* [What you need to do] Recast the lines of the entries below as a numbered list, omitting blank lines and leaving the pictures out.

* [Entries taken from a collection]
## Begin

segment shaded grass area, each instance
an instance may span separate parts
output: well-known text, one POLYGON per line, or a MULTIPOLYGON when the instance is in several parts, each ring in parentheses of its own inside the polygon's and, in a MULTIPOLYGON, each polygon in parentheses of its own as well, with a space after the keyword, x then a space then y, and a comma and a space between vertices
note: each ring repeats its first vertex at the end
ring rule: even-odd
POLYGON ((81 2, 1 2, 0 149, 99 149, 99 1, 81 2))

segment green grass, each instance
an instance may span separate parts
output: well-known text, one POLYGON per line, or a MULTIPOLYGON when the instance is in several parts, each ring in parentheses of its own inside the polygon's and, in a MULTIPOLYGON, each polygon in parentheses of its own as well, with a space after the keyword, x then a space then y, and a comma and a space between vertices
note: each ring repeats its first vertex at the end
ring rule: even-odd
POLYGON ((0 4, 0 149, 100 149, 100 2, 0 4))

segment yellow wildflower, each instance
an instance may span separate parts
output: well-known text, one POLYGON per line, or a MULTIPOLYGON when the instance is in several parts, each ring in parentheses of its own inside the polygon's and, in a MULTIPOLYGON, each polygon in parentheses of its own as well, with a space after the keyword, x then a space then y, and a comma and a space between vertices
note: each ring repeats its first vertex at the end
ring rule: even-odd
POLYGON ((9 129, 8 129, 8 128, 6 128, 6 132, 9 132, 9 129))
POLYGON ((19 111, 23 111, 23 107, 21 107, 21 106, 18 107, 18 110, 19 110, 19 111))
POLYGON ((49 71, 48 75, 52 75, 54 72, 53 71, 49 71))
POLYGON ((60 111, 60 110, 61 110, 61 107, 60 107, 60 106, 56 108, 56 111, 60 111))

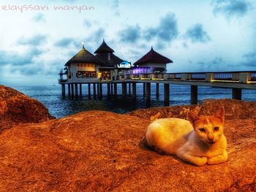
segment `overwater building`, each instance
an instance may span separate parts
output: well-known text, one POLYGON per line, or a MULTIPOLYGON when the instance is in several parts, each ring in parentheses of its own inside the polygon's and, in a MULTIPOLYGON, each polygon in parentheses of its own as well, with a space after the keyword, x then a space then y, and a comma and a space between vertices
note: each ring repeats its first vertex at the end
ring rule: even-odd
POLYGON ((59 73, 60 82, 79 83, 111 80, 115 75, 114 69, 124 61, 116 56, 113 52, 104 39, 94 52, 95 55, 83 45, 82 49, 66 63, 65 68, 59 73))
POLYGON ((166 72, 166 64, 173 63, 170 59, 156 52, 153 47, 141 58, 134 63, 132 74, 166 72))

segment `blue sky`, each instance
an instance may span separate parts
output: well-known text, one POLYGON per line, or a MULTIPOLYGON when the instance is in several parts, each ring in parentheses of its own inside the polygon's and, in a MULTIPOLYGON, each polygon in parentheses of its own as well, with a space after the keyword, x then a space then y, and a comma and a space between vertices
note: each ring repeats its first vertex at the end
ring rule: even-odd
POLYGON ((255 9, 253 0, 2 0, 0 84, 57 83, 82 42, 93 53, 103 38, 131 62, 153 46, 174 61, 169 72, 256 70, 255 9))

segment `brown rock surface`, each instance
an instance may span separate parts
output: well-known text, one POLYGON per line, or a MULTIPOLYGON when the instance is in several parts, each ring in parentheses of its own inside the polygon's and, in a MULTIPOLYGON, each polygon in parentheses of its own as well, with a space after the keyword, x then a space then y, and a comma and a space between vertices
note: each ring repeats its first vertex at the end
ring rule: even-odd
POLYGON ((231 119, 256 119, 256 102, 244 101, 235 99, 208 99, 204 100, 200 105, 181 105, 165 107, 152 107, 142 109, 127 113, 149 120, 151 117, 187 118, 189 111, 198 110, 200 115, 211 115, 219 107, 225 110, 225 118, 231 119))
POLYGON ((145 148, 148 119, 89 111, 5 130, 0 191, 256 191, 255 118, 227 120, 228 161, 201 167, 145 148))
POLYGON ((48 110, 37 100, 0 85, 0 131, 18 123, 37 123, 52 118, 48 110))

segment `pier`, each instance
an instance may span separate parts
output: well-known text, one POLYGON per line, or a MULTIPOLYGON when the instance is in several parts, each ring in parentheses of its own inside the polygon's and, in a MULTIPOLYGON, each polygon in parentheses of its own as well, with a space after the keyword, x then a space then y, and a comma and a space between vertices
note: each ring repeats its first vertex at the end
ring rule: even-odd
POLYGON ((150 50, 134 64, 113 54, 103 39, 95 50, 95 55, 82 49, 70 58, 61 70, 59 83, 62 86, 62 96, 73 99, 82 96, 83 85, 88 85, 88 98, 102 99, 102 85, 107 86, 107 99, 118 98, 118 85, 121 87, 121 96, 137 97, 137 85, 143 85, 143 95, 147 104, 151 98, 151 84, 156 83, 156 98, 159 97, 159 85, 163 86, 164 103, 170 104, 170 84, 190 86, 190 102, 197 104, 198 86, 232 88, 232 98, 241 99, 243 89, 256 89, 256 71, 208 72, 167 73, 167 64, 173 61, 151 47, 150 50), (79 89, 79 90, 78 90, 79 89))
POLYGON ((208 73, 165 73, 165 74, 136 74, 118 76, 116 80, 105 80, 98 82, 67 82, 59 80, 62 86, 62 96, 66 96, 66 87, 68 96, 74 99, 82 96, 83 85, 88 85, 88 98, 102 98, 102 85, 107 85, 107 98, 110 96, 118 98, 117 85, 121 85, 121 96, 129 95, 134 99, 137 96, 137 84, 141 83, 143 87, 143 96, 147 102, 151 100, 151 83, 156 83, 156 98, 159 96, 159 85, 164 88, 164 104, 170 104, 170 84, 190 85, 191 104, 197 104, 198 86, 211 86, 217 88, 232 88, 232 98, 241 99, 243 89, 256 89, 256 72, 208 72, 208 73), (91 85, 93 85, 93 90, 91 85), (79 95, 78 95, 79 85, 79 95), (127 91, 128 88, 128 91, 127 91), (71 92, 71 93, 70 93, 71 92))

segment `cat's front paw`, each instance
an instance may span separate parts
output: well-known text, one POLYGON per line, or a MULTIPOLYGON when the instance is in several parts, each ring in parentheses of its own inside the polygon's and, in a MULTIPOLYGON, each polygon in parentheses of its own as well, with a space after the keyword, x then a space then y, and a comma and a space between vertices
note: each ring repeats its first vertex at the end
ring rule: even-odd
POLYGON ((196 161, 194 161, 193 164, 196 166, 203 166, 207 164, 207 158, 206 157, 200 157, 196 159, 196 161))
POLYGON ((224 163, 227 160, 227 153, 225 151, 223 154, 219 155, 212 158, 208 158, 207 164, 209 165, 219 164, 224 163))

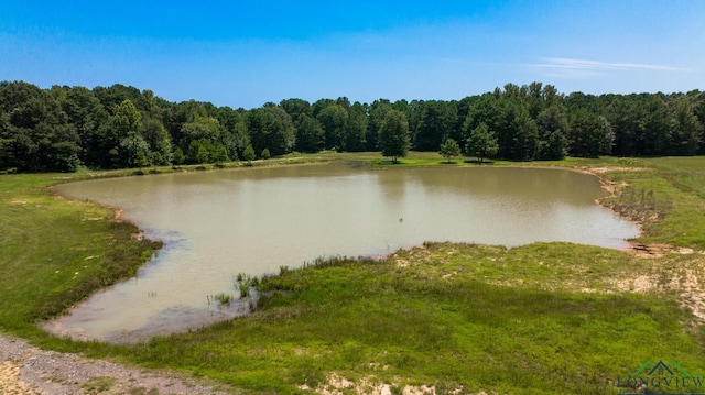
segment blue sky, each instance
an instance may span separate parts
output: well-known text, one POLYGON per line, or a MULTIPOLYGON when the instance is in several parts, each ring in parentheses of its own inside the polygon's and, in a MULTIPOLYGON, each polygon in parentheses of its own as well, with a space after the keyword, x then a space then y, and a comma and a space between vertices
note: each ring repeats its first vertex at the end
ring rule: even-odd
POLYGON ((705 1, 0 2, 0 80, 288 98, 705 90, 705 1))

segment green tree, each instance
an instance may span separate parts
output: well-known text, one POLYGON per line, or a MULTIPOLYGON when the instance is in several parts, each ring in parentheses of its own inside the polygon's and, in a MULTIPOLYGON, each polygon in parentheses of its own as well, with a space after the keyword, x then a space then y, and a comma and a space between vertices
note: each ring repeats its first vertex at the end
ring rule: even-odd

## End

* [Solution below]
1. segment shaded grass area, each instance
2. an instance may span separate parts
3. output: well-known text, one POLYGON per line, or a MULTIPOLYGON when the instance is in several parts, each ring in parentheses of its own inside the polygon's and, in a MULTIPOLYGON, each polygon in parentheses of its own as well, with a space after the keyword, x then a space then y, and a comma and a space between vertices
4. note: each ring repeats its first vertex at the end
5. ring rule: even-odd
6. POLYGON ((81 2, 1 2, 0 149, 99 149, 99 1, 81 2))
7. segment green grass, each instance
8. an instance may span separate parts
9. output: well-known text, one POLYGON per line, or a MULTIPOLYGON when the instance is in several parts, each ring in parentheses of its own inside the polygon's and, in a MULTIPOLYGON, each polygon in parentheses of its own as well, with a space after the keyword, x then a space then y, and a comma and a space between vertices
10. note: each ring repeats its first vertex at the end
11. ring rule: even-odd
12. POLYGON ((0 4, 0 149, 100 149, 100 2, 0 4))
13. segment yellow wildflower, each instance
14. an instance may span separate parts
15. output: well-known text, one POLYGON per line, or a MULTIPOLYGON when the instance is in several parts, each ring in parentheses of its own inside the polygon's and, in a MULTIPOLYGON, each polygon in parentheses of its own as well, with a space after the keyword, x then a space then y, and a comma and a space between vertices
16. note: each ring repeats its first vertex at the end
17. ring rule: even-odd
18. POLYGON ((9 129, 8 129, 8 128, 6 128, 6 132, 9 132, 9 129))
19. POLYGON ((19 111, 23 111, 23 107, 21 107, 21 106, 18 107, 18 110, 19 110, 19 111))
20. POLYGON ((49 71, 48 75, 52 75, 54 72, 53 71, 49 71))
21. POLYGON ((60 111, 60 110, 61 110, 61 107, 60 107, 60 106, 56 108, 56 111, 60 111))
22. segment `overwater building`, each instance
23. an instance may span separate parts
24. output: well-known text, one POLYGON per line, or a MULTIPOLYGON when the instance is in several parts, each ring in parentheses of its own inside the polygon's and, in a MULTIPOLYGON, each polygon in parentheses of its own as well, with a space after the keyword, x then a space then y, and a comma and a space between vertices
25. note: each ring repeats its first vertex at the end
26. ring rule: even-odd
27. POLYGON ((59 73, 60 82, 79 83, 111 80, 115 75, 114 69, 124 61, 116 56, 113 52, 104 39, 94 52, 95 55, 83 45, 82 49, 66 63, 65 68, 59 73))
28. POLYGON ((166 72, 166 64, 173 63, 170 59, 156 52, 153 47, 141 58, 134 63, 132 74, 166 72))
29. segment `blue sky`, each instance
30. an instance may span separate parts
31. output: well-known text, one POLYGON per line, or a MULTIPOLYGON when the instance is in several parts, each ring in parentheses of its own inside the polygon's and, in a MULTIPOLYGON, each polygon in parentheses of its own as well, with a space after the keyword, x then a space then y, and a comma and a space between vertices
32. note: each ring repeats its first vertex at the end
33. ring rule: even-odd
34. POLYGON ((255 9, 253 0, 2 0, 0 84, 57 83, 82 42, 93 53, 103 38, 131 62, 153 46, 174 61, 169 72, 256 70, 255 9))
35. segment `brown rock surface`, each instance
36. an instance may span separate parts
37. output: well-known text, one POLYGON per line, or a MULTIPOLYGON when the instance is in several parts, each ring in parentheses of its own inside the polygon's and, in a MULTIPOLYGON, each polygon in parentheses of its own as well, with a space after the keyword, x then a space then y, and a comma and a space between vertices
38. note: each ring repeats its first vertex at the end
39. ring rule: even-odd
40. POLYGON ((231 119, 256 119, 256 102, 244 101, 235 99, 208 99, 204 100, 200 105, 181 105, 165 107, 152 107, 142 109, 127 113, 149 120, 151 117, 187 118, 189 111, 198 110, 200 115, 211 115, 219 107, 225 110, 225 118, 231 119))
41. POLYGON ((145 148, 148 119, 89 111, 5 130, 0 191, 256 191, 255 118, 227 120, 228 161, 201 167, 145 148))
42. POLYGON ((48 110, 37 100, 0 85, 0 131, 18 123, 37 123, 52 118, 48 110))
43. segment `pier`, each instance
44. an instance may span separate parts
45. output: well-known text, one POLYGON per line, or a MULTIPOLYGON when the instance is in several parts, each ring in parentheses of its own inside the polygon's and, in a MULTIPOLYGON, each polygon in parentheses of its own as well, with a space after the keyword, x then a space then y, and a comma and a space between vertices
46. note: each ring repeats its first vertex at the end
47. ring rule: even-odd
48. POLYGON ((150 50, 134 64, 113 54, 103 39, 95 50, 95 55, 82 49, 70 58, 61 70, 59 83, 62 86, 62 96, 73 99, 82 96, 83 85, 88 85, 88 98, 102 99, 102 85, 107 86, 107 99, 118 98, 118 85, 121 87, 121 96, 137 97, 137 85, 143 85, 143 95, 147 104, 151 98, 151 84, 156 83, 156 98, 159 97, 159 85, 163 86, 164 103, 170 104, 170 84, 190 86, 190 102, 197 104, 198 86, 232 88, 232 98, 241 99, 243 89, 256 89, 256 71, 208 72, 167 73, 167 64, 173 61, 151 47, 150 50), (79 89, 79 90, 78 90, 79 89))
49. POLYGON ((208 73, 165 73, 165 74, 136 74, 118 76, 116 80, 105 80, 98 82, 67 82, 59 80, 62 86, 62 96, 66 96, 66 87, 68 96, 74 99, 82 96, 83 85, 88 85, 88 98, 102 98, 102 85, 107 85, 107 98, 110 96, 118 98, 117 85, 121 85, 121 96, 129 95, 134 99, 137 96, 137 84, 141 83, 143 87, 143 96, 147 102, 151 100, 151 83, 156 83, 156 98, 159 96, 159 85, 164 88, 164 104, 170 104, 170 84, 190 85, 191 104, 197 104, 198 86, 211 86, 217 88, 232 88, 232 98, 241 99, 243 89, 256 89, 256 72, 208 72, 208 73), (91 85, 93 85, 93 90, 91 85), (79 95, 78 95, 79 85, 79 95), (127 91, 128 88, 128 91, 127 91), (71 92, 71 93, 70 93, 71 92))
50. segment `cat's front paw`, each instance
51. an instance may span separate parts
52. output: well-known text, one POLYGON per line, or a MULTIPOLYGON when the instance is in several parts, each ring in parentheses of its own inside the polygon's and, in a MULTIPOLYGON, each polygon in parentheses of its own as well, with a space after the keyword, x then a space then y, and a comma and a space between vertices
53. note: each ring repeats its first vertex at the end
54. ring rule: even-odd
55. POLYGON ((196 161, 194 161, 193 164, 196 166, 203 166, 207 164, 207 158, 206 157, 200 157, 196 159, 196 161))
56. POLYGON ((224 163, 227 160, 227 153, 225 151, 223 154, 219 155, 212 158, 208 158, 207 164, 209 165, 219 164, 224 163))
57. segment blue sky, each instance
58. an instance may span separate parts
59. output: well-known text, one POLYGON per line, or a MULTIPOLYGON when the instance is in several parts, each ring in parentheses of its own inside the polygon's and, in a MULTIPOLYGON, each polygon in parentheses of its own as well, with a space after the keyword, x then a space then y, and a comma and a space between vertices
60. note: each ring repeats its first vertex at the end
61. ring rule: even-odd
62. POLYGON ((705 1, 0 2, 0 80, 288 98, 705 90, 705 1))
63. segment green tree, each instance
64. an instance may span separate parts
65. output: well-known text, one POLYGON per line, or a MULTIPOLYGON when the instance is in several parts, each ring in parentheses of its own inside the polygon's and, in a MULTIPOLYGON, each polygon in parentheses of its own as well, with a space after the keyword, x then a space then y, and a comma and a space between vertices
66. note: each ring repeats its first vertex at the end
67. ring rule: even-odd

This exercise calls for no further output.